# Page

═══

There have been other book titles in my head, which I do not readily recall. Regardless I have not written any book. But lately so many people have been pestering me about writing that I am beginning to wonder if I am getting signs that I am ignoring? Carlie, Annette, Sandy, Sharon, Sherrie, Carla and others repeatedly tell me, “write that story….” Or “you really should be writing..” or “ I shared that with so and so and they really enjoyed reading it…” “you have a way with words…” This is all very flattering, but then I reason, “nah, I know good writing, after all I am a prolific reader, and my writing is not that good. Maybe it’s interesting to my friends, but, well, really?

A couple years ago I took a literature class at UW La Crosse for which we had to write a short essay about a photo. At the time I was pondering and working on a 50th anniversary photo album for our friends. I used a photo from that collection and wrote about my hair styles over the years, titled, “Hair Scapades” The instructor and women in the class loved it. The instructor asked me if I ever considered publishing some stories.

But lately the signs continue. Just Tuesday the local paper carried a story about a group with the headline, “Writer’s Block in Retirement?” ; it’s a group who gather to write and critique each other’s work. They are inviting other aspiring writers or story tellers from the greater La Crosse area to join them. There’s the sign and then here’s the reason, the group consists of five men, all retirees and one a former reporter. I am for not darn sure I want to go sit with some old men….I know some widows who would jump at that chance, but I turn up my nose. Perhaps my curiosity will get the best of me and I’ll try to go one time. Maybe I can learn something from them. Maybe it won’t be as bad as I can imagine. Perhaps I can find that story I wrote about “My Search for a Church” that cracked Annette up and made her share it with her friends who don’t even know me. That’s the chore, where is it? I suspect it was an email long gone. I also recall that it was about my expulsion from a women’s bible study! That was funny~

The facts are that writing has generally always come easily to me whether it is a letter, a short tale of amusement, or in my career a dissertation and or technical analysis. Words come easily. And I can edit something to death and back. However, words do not always pop up like toast! Sometimes there is a blank spot, writer’s block. Sometimes there is just too much fidgetiness in me to sit still at a keyboard and write. Now is that a sign (like don’t waste time) or is that the reason (like why it won’t work)? I don’t know but I will try to pursue this and do better in 2010. OMG a New Year’s resolution—I gave those up long ago when it wasn’t even Lent!  




Wednesday, December 23, 2009

Most Wonderful Time of the Year ? Really

I love that song, especially when sung by Andy Williams, but I the last two days make me realize something is not jiving with the lyrics. Yesterday in the grocery store in La Crosse, I encountered one of the rudest fools I've ever encountered, and you know being from crowded CA land of the fruit and nuts I have met many!


I was in the checkout lane and the bagger was bagging my groceries into my own bags which I take dutifully in so as to not overuse the plastic ones. I was entering my pin into the machine for the ATM card to pay for my groceries when, WHOP, the man behind me whacked me with his cart. I looked at him thinking it was probably an accident and surely he would apologize. He did not. I began to continue to enter my pin and WHOP again. Same man, same cart, same side of me! This is annoying!

═══

# Provided material
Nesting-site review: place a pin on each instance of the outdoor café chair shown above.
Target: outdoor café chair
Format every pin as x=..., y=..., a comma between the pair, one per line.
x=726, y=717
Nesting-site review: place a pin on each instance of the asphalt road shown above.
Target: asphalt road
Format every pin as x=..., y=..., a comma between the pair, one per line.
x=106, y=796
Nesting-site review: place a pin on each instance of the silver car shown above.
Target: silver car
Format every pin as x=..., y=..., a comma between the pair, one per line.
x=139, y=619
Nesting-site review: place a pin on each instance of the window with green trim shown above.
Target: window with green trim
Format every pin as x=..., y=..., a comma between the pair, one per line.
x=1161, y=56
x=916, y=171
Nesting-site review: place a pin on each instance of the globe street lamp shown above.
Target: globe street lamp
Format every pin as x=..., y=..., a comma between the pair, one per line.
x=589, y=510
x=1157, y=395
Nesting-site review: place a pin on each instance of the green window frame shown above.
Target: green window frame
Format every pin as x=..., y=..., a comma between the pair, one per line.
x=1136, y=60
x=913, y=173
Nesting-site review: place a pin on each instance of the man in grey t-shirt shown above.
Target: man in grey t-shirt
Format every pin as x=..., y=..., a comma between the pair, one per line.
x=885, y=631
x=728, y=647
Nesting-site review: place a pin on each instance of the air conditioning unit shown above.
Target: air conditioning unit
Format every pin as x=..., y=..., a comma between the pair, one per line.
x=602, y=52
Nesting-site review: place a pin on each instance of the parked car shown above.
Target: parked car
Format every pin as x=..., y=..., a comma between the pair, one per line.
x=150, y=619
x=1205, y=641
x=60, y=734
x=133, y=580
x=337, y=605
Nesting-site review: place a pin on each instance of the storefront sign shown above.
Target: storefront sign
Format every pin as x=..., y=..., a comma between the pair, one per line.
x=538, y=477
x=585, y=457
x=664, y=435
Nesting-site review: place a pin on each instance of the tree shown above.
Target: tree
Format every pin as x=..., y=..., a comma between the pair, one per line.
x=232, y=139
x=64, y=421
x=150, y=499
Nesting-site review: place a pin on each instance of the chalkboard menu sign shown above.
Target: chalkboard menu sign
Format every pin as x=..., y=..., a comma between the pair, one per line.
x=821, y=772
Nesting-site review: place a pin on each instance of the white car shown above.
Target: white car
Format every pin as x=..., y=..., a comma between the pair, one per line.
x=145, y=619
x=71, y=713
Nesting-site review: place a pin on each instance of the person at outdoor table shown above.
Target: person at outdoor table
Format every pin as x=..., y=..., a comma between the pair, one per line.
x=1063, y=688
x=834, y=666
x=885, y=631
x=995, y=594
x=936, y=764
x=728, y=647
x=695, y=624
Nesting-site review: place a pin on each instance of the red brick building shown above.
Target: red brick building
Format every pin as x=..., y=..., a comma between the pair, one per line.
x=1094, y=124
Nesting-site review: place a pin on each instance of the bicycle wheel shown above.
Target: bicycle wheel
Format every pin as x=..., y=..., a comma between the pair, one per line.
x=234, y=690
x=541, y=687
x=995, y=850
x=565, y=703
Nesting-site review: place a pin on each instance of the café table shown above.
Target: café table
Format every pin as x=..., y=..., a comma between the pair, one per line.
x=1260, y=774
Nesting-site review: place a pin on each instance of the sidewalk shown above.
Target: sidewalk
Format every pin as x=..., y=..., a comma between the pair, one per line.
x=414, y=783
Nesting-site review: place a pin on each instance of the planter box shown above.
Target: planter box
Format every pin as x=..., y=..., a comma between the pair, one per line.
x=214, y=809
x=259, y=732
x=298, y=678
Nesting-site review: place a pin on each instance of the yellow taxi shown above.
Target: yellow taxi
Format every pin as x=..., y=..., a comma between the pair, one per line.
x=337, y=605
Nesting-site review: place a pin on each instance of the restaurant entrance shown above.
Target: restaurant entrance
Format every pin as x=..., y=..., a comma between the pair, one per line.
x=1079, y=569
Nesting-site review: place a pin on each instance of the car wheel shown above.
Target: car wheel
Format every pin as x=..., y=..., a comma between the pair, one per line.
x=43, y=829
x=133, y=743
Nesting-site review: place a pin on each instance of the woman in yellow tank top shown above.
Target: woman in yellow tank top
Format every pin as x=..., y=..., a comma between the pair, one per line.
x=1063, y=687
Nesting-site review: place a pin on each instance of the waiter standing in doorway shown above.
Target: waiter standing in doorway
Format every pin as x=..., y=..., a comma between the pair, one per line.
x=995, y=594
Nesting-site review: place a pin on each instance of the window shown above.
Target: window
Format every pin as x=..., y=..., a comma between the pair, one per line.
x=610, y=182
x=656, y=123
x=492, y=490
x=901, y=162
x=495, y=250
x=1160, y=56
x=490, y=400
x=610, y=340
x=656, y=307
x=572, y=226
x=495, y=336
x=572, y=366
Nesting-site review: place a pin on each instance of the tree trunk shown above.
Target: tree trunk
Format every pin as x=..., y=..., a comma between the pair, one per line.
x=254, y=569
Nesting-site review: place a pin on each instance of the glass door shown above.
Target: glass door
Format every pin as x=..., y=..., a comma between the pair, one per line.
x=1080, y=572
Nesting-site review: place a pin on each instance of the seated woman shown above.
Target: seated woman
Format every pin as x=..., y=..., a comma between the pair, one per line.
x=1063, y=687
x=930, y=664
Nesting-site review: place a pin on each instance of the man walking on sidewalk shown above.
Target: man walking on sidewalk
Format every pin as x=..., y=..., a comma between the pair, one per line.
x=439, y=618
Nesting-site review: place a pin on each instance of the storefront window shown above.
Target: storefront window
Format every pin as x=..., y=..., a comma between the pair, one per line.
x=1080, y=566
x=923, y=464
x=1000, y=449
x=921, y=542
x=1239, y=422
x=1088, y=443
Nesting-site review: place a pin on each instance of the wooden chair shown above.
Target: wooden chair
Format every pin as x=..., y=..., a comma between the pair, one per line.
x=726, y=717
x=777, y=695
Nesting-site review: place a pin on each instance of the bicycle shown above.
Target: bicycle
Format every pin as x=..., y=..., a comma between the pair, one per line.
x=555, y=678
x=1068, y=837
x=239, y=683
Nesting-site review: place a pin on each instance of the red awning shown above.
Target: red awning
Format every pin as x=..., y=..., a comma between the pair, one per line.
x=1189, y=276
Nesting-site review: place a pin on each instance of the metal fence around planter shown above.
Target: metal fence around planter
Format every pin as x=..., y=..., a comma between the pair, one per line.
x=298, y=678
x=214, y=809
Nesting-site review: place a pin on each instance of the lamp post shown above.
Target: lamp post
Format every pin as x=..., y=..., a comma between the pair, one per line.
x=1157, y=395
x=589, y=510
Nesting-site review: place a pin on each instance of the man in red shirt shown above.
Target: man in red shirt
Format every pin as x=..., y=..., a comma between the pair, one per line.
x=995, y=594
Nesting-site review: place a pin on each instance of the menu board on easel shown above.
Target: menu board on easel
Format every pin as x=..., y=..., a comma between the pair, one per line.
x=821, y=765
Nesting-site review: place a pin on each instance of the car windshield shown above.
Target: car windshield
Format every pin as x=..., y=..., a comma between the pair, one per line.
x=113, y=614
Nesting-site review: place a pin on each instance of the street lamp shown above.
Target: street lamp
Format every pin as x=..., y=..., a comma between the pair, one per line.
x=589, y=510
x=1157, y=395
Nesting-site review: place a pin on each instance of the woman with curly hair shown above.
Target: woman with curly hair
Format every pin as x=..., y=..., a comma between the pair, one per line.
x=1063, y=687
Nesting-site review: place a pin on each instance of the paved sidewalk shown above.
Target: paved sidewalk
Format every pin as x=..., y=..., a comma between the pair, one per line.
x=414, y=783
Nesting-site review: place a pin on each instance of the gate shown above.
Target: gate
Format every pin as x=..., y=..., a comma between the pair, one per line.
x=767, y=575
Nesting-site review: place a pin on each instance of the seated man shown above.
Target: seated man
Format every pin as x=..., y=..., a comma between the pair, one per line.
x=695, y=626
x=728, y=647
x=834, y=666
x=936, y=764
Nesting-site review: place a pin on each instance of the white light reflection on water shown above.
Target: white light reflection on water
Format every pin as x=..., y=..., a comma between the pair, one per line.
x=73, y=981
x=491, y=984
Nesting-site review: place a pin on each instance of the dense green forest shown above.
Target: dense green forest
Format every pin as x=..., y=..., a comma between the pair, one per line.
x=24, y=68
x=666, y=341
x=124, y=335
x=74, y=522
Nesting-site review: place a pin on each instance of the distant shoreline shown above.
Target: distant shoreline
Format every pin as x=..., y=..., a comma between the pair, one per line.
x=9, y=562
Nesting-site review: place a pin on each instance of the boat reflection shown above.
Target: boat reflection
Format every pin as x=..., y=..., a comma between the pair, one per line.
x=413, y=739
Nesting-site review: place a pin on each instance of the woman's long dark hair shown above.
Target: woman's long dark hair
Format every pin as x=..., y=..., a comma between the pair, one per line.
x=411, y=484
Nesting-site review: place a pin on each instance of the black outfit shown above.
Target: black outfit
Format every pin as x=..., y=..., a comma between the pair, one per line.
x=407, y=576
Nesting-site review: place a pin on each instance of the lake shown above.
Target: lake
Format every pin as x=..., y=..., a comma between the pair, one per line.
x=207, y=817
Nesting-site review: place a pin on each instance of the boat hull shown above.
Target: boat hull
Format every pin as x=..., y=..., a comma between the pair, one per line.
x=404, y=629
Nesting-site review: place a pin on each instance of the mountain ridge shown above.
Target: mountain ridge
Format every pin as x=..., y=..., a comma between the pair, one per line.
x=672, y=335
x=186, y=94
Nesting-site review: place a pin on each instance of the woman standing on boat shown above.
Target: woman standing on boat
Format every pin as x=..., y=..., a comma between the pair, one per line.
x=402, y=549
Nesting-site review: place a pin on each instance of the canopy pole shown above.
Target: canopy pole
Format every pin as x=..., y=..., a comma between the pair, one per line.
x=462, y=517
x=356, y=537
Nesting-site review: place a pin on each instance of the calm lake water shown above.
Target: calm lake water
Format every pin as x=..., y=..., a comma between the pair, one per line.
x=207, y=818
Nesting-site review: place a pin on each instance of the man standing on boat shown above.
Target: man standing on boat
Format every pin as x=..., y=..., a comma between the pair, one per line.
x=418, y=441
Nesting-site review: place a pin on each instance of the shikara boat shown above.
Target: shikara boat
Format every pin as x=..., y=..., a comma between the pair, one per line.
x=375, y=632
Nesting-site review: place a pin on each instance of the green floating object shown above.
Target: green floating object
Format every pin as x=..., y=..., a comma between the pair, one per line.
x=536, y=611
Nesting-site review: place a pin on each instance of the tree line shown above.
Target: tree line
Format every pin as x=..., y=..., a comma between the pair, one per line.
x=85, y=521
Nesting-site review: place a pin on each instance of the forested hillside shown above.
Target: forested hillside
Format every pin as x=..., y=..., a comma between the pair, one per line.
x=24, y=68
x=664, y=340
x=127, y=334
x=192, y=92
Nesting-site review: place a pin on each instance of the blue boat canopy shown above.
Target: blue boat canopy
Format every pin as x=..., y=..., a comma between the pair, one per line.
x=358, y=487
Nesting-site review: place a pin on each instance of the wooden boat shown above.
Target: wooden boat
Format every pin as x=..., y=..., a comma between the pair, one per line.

═══

# The request
Answer these about the blog post above:
(a) What title did the writer give the short essay about a photo?
(b) How many men are in the writing group described in the local paper?
(c) What did the man behind the writer in the checkout lane strike the writer with?

# Solution
(a) "Hair Scapades"
(b) Five
(c) His cart